Your instructions
Using the photomultiplier tube description below, answer these questions:
1. How many dynodes does each dynode array include in this example?
2. Between which two dynodes is each anode electrode located?
3. What material is named as an example for the high magnetic permeability material layer?

Source
-----
Next, the internal construction of the multi-anode type photomultiplier tube 1 will be described in greater detail with referring back to
As described above, the photocathode 20 is formed on the effective photoelectric area K of the faceplate 9.
The converging electrode plate 22 faces the photocathode 20. The converging electrode plate 22 is for converging photoelectrons emitted from the photocathode 20 and for guiding the photoelectrons to the electron multiplying section 28. As described already, the converging electrode plate 22 has the two by two openings 24.
The photocathode 20 has two by two regions in one-to-one correspondence with the two by two openings 24. An electron converging space is defined between the photocathode 20 and the converging electrode plate 22. The partition plates 26 divide the electron converging space into two by two segment spaces N in one-to-one correspondence with the two by two openings 24.
Photoelectrons emitted from one region among the two-by-two regions of the photocathode 20 are converged by the converging electrode plate 22 while traveling in the corresponding segment space N. The photoelectrons then pass through the corresponding opening 24 to reach the electron multiplying section 28.
In the electron multiplying section 28, the four dynode arrays 30 are arranged in one-to-one correspondence with the four openings 24. Each dynode array 30 is of a line focus type, and includes the plurality of (ten, in this example) dynodes Dy1 to Dy10. The first- to tenth-stage dynodes Dy1 to Dy10 are arranged in the direction of the tube axis.
In the anode section 32, the four anode electrodes 34 are arranged in one-to-one correspondence with the four dynode arrays 30. Each anode electrode 34 is located between the ninth stage dynode Dy9 and the tenth stage dynode Dy10 in the corresponding dynode array 30. The four shielding electrodes 36 electrically isolate the four anode electrodes 34 from one another. Each anode electrode 34 receives photoelectrons that have been multiplied by the corresponding dynode array 30, and generates an output signal indicating the amount of the received photoelectrons.
The input/output pins 38 pass through the stem 7 and are fixed to the stem 7. The input/output pins 38 are connected via wirings (not shown) to the photocathode 20, the converging electrode plate 22, the electron multiplying section 28, and the anode section 32.
As described above, in this embodiment, the two by two dynode arrays 30 and the two by two anode electrodes 34 are provided in correspondence with the two by two segment spaces N. Each dynode array 30 receives photoelectrons emitted from a corresponding region of the photocathode 20 and multiplies the received photoelectrons. Then, the corresponding anode electrode 34 receives the multiplied photoelectrons, and generates an output signal indicating the amount of the received photoelectrons. The output signal is outputted through the input/output pins 38.
In the side tube 11, the partition plates 26 extend across the tube head 17 and the funnel-shaped connection neck 15 into the tube main body 13. The converging electrode plate 22, the electron multiplying section 28, and the anode section 32 are provided in the tube main body 13. The magnetic shield 40 shields the converging electrode plate 22, the electron multiplying section 28, and the anode section 32 in the tube main body 13 from an external magnetic field. The high magnetic permeability material layer 42 is made of permalloy, for instance, and directly covers the outer periphery of the tube main body 13. The resin coating layer 44 covers the outer periphery of the high magnetic permeability material layer 42. The resin coating 44 fixes the high magnetic permeability material layer 42 to the photomultiplier tube 1.
With the above-described configuration, the multi-anode type photomultiplier tube 1 operates as will be described below.
-----
Provided data
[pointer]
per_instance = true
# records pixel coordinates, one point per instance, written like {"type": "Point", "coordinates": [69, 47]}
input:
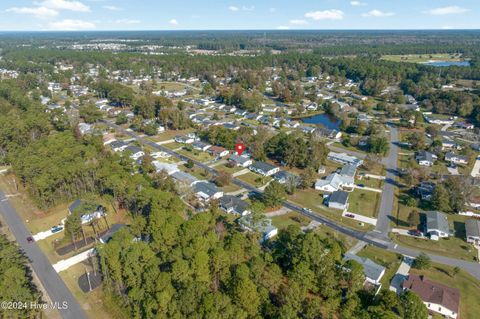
-----
Response
1. Ten dynodes, Dy1 to Dy10.
2. Between the ninth stage dynode Dy9 and the tenth stage dynode Dy10 of the corresponding dynode array.
3. Permalloy.